TASK DIRECTIONS:
Reproduce, exactly and in full, the lines from the one with "FIND: woman's neck" through the one with "FIND: flower decoration at jump base" in the data below; drop pictures.

───── INPUT RECORDS

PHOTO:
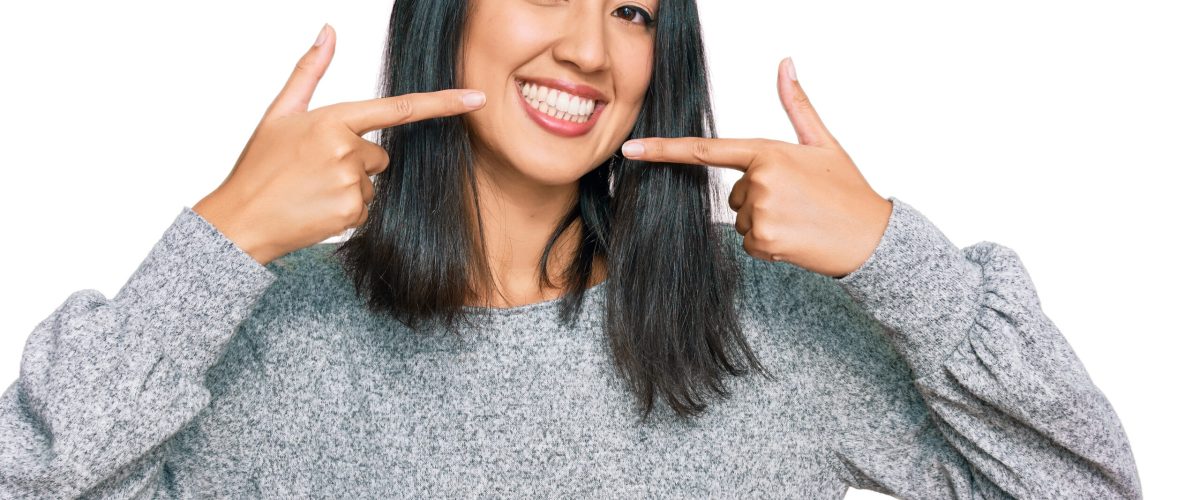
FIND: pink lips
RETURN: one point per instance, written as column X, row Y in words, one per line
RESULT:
column 562, row 127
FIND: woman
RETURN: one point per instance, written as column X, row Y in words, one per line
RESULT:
column 523, row 312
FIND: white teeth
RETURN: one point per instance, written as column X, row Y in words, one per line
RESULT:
column 558, row 103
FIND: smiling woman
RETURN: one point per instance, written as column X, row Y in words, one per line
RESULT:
column 525, row 312
column 556, row 208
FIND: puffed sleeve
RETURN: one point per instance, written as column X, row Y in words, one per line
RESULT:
column 1013, row 411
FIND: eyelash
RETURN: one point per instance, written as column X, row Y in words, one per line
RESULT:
column 649, row 22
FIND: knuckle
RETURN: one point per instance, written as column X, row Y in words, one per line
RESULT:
column 342, row 151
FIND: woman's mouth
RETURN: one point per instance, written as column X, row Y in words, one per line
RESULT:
column 557, row 110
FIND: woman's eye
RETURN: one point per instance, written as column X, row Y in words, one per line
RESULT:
column 634, row 14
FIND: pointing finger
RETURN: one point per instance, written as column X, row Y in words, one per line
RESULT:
column 363, row 116
column 809, row 127
column 303, row 83
column 736, row 154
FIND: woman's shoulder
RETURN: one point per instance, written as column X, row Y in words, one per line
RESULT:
column 777, row 285
column 311, row 278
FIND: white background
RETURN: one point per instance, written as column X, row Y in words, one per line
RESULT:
column 1066, row 132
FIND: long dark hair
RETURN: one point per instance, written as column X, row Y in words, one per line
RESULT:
column 671, row 278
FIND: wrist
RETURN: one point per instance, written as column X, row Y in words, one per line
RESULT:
column 235, row 228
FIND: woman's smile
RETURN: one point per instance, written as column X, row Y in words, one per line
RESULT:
column 561, row 107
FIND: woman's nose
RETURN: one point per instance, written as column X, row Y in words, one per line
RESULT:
column 583, row 43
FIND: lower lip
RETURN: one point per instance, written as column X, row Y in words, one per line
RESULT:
column 556, row 126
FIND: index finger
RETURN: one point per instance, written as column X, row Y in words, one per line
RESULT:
column 363, row 116
column 736, row 154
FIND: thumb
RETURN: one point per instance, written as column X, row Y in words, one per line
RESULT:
column 303, row 83
column 809, row 127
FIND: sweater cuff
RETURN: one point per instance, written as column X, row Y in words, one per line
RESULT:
column 919, row 287
column 193, row 289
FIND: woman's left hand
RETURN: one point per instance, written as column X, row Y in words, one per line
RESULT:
column 805, row 204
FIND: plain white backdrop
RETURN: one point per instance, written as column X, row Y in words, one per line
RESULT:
column 1065, row 131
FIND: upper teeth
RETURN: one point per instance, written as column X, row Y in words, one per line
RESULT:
column 558, row 103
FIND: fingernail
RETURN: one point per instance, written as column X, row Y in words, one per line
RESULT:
column 474, row 100
column 322, row 35
column 633, row 149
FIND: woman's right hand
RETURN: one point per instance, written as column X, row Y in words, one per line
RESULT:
column 304, row 175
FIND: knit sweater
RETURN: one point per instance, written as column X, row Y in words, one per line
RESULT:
column 929, row 372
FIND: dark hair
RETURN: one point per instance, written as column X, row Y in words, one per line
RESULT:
column 670, row 311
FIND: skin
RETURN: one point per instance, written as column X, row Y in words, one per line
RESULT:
column 805, row 204
column 529, row 176
column 304, row 175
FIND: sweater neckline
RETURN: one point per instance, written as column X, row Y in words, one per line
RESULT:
column 535, row 306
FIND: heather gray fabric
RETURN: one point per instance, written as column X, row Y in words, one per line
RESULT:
column 930, row 372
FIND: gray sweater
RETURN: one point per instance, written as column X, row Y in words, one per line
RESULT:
column 929, row 372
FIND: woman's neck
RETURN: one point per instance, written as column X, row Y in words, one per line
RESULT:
column 519, row 217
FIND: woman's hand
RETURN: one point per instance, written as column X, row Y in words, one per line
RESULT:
column 304, row 175
column 803, row 203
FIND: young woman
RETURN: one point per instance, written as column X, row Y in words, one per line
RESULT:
column 522, row 311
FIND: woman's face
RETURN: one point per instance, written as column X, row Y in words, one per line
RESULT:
column 564, row 82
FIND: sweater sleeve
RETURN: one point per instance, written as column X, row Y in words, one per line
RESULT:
column 1012, row 411
column 103, row 383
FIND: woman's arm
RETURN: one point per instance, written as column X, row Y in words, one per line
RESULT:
column 1013, row 410
column 105, row 384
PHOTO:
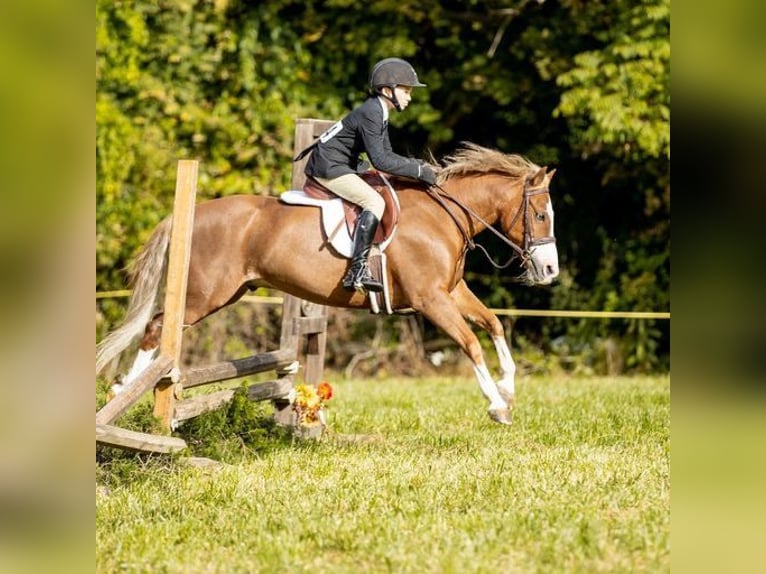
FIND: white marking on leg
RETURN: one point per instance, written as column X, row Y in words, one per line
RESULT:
column 143, row 360
column 488, row 387
column 507, row 383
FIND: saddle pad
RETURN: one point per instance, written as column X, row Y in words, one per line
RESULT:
column 333, row 219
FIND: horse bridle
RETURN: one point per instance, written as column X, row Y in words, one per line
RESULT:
column 524, row 252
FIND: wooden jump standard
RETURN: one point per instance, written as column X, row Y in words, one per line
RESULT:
column 299, row 319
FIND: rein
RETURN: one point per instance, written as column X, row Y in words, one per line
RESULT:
column 523, row 252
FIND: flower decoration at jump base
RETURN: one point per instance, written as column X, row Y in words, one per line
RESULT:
column 309, row 403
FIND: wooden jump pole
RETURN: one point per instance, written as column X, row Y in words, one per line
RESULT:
column 312, row 318
column 175, row 290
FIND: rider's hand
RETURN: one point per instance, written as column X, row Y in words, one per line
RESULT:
column 427, row 174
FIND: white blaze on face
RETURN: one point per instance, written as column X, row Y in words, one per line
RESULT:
column 546, row 257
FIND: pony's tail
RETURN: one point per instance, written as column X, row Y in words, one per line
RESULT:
column 146, row 276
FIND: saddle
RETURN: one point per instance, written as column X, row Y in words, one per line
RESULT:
column 339, row 221
column 337, row 211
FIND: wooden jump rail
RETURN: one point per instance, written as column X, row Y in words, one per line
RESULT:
column 300, row 319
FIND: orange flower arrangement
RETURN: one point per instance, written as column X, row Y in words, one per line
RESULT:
column 309, row 403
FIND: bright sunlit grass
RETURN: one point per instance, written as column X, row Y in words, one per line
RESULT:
column 416, row 478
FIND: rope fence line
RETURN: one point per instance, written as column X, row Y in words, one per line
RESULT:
column 506, row 312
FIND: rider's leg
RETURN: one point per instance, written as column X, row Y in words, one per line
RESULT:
column 353, row 188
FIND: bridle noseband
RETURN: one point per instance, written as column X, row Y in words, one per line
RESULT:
column 524, row 252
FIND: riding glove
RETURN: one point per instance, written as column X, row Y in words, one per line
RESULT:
column 427, row 174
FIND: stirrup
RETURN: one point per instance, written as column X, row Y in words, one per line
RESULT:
column 360, row 279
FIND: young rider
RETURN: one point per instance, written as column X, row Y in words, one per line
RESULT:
column 335, row 159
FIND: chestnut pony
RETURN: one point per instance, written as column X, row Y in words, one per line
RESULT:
column 241, row 242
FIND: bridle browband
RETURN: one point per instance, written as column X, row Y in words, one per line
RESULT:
column 524, row 252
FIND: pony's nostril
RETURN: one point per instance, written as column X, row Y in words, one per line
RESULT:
column 550, row 270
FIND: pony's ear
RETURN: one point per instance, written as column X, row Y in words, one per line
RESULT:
column 549, row 176
column 538, row 179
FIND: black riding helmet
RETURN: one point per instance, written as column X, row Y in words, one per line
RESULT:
column 393, row 72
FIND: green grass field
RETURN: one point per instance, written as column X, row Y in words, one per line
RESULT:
column 414, row 477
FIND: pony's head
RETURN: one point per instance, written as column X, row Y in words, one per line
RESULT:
column 533, row 225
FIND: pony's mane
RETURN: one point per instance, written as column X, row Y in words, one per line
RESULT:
column 474, row 159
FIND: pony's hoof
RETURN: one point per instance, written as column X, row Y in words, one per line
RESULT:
column 502, row 416
column 507, row 396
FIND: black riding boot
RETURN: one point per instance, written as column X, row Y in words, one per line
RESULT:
column 358, row 276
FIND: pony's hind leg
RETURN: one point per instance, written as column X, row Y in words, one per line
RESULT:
column 147, row 349
column 442, row 311
column 475, row 311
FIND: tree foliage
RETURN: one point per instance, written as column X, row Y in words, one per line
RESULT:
column 581, row 86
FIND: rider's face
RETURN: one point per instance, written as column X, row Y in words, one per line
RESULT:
column 403, row 95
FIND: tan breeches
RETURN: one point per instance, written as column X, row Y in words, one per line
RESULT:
column 356, row 190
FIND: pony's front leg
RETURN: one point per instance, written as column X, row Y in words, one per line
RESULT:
column 442, row 312
column 476, row 312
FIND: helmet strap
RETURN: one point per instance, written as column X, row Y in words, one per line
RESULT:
column 392, row 98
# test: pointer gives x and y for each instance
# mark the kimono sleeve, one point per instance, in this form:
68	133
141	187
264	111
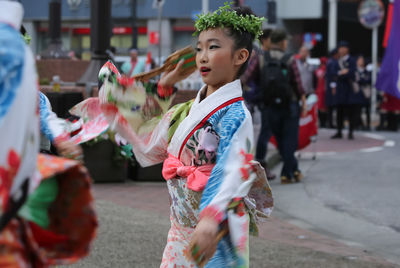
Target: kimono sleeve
138	111
50	125
230	178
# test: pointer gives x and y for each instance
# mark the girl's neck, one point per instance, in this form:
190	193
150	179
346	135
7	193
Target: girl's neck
209	90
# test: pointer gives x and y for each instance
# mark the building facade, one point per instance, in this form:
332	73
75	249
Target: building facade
305	20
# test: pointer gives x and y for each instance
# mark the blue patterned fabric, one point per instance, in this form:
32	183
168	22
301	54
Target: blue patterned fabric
44	114
228	121
11	66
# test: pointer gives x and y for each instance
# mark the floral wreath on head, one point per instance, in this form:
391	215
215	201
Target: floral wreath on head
226	17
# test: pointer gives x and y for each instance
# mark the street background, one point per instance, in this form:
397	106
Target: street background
344	213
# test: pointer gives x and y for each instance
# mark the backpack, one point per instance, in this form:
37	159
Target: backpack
275	81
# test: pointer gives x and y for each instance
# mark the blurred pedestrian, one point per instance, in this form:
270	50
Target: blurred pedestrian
390	113
283	91
320	90
363	79
348	94
306	70
254	96
133	65
332	69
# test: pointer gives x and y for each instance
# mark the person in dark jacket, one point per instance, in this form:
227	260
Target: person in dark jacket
284	121
332	69
348	95
363	79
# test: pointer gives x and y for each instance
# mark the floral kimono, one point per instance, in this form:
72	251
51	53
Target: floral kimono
206	148
46	213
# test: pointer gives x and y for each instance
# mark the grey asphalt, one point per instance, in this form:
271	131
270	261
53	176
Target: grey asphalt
352	197
349	197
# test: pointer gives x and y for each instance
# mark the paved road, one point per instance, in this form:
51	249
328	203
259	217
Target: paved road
326	221
351	192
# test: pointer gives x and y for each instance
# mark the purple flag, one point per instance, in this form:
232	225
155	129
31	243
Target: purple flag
389	75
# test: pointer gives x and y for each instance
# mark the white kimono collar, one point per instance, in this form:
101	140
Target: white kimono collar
200	110
11	13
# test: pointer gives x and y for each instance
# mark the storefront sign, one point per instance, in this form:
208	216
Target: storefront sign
154	38
74	4
371	13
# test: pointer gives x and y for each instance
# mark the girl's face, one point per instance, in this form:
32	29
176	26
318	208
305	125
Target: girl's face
217	62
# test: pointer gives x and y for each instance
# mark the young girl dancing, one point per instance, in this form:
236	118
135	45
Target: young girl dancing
206	144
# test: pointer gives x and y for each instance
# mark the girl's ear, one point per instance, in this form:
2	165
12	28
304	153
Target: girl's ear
240	56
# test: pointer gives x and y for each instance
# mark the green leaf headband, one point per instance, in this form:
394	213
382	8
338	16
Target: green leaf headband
226	17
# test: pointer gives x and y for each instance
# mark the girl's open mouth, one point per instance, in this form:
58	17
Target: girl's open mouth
204	70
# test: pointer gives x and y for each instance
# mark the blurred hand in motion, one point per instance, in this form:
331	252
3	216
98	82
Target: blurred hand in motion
204	240
69	149
169	78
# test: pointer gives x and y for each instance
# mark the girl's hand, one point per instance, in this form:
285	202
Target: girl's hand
69	149
169	78
204	241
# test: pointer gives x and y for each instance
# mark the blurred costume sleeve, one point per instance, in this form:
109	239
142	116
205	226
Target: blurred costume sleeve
46	210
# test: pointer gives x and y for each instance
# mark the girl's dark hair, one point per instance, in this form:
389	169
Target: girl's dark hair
242	39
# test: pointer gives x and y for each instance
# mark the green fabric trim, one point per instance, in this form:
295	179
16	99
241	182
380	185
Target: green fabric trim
180	113
36	207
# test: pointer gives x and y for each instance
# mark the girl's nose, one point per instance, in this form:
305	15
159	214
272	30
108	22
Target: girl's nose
203	56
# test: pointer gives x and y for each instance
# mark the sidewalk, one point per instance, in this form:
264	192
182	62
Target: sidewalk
134	223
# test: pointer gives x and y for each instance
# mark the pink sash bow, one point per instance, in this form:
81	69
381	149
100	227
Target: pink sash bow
197	177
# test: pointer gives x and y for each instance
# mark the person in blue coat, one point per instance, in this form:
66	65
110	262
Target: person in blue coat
332	69
348	95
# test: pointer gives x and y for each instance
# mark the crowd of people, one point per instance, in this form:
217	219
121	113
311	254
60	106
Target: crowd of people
277	83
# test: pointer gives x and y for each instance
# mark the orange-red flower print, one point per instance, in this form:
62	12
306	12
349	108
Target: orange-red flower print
7	175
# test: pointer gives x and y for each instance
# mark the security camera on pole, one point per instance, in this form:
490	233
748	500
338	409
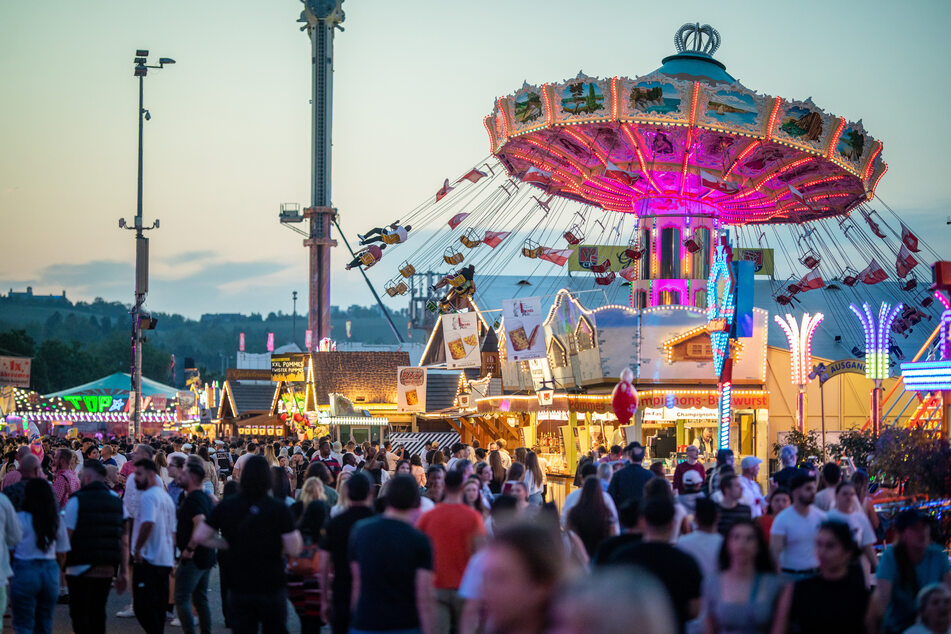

──────────

RESULT OF THIS TASK:
FIND: woman's neck
RETURN: one point per instance, written as column X, row Y in words, one per line
RESULT:
column 519, row 217
FIND: woman's hand
RETURN: one point per instance, written as column X, row Y in words, one per line
RESULT:
column 304, row 175
column 803, row 203
FIND: young woman
RETURN: one point per instance, written as column X, row Y in words, one per line
RESULT:
column 522, row 311
FIND: woman's face
RETURN: one point per instance, written as column X, row Y in words, one per line
RESULT:
column 564, row 82
FIND: sweater sleeve
RETURN: one point per instance, written as column X, row Y in words, one per line
RESULT:
column 1012, row 411
column 103, row 383
FIND: woman's arm
RETURN: one point per instance, written as column X, row Y in words, one per line
RESULT:
column 1013, row 410
column 105, row 384
PHOTO:
FIND: white marking on leg
RETURN: one point per instance, written as column X, row Y in words, one per line
RESULT:
column 143, row 360
column 488, row 387
column 507, row 383
FIND: saddle pad
RETURN: one point per instance, written as column X, row Y in words, one per line
RESULT:
column 333, row 219
FIND: horse bridle
RETURN: one point per instance, written as column X, row Y in words, one per line
RESULT:
column 524, row 252
FIND: wooden jump standard
RETURN: one point per instance, written as column X, row Y in words, one per line
RESULT:
column 299, row 319
FIND: rein
RETURN: one point per instance, written as column X, row Y in words, one per line
RESULT:
column 523, row 252
FIND: flower decoration at jump base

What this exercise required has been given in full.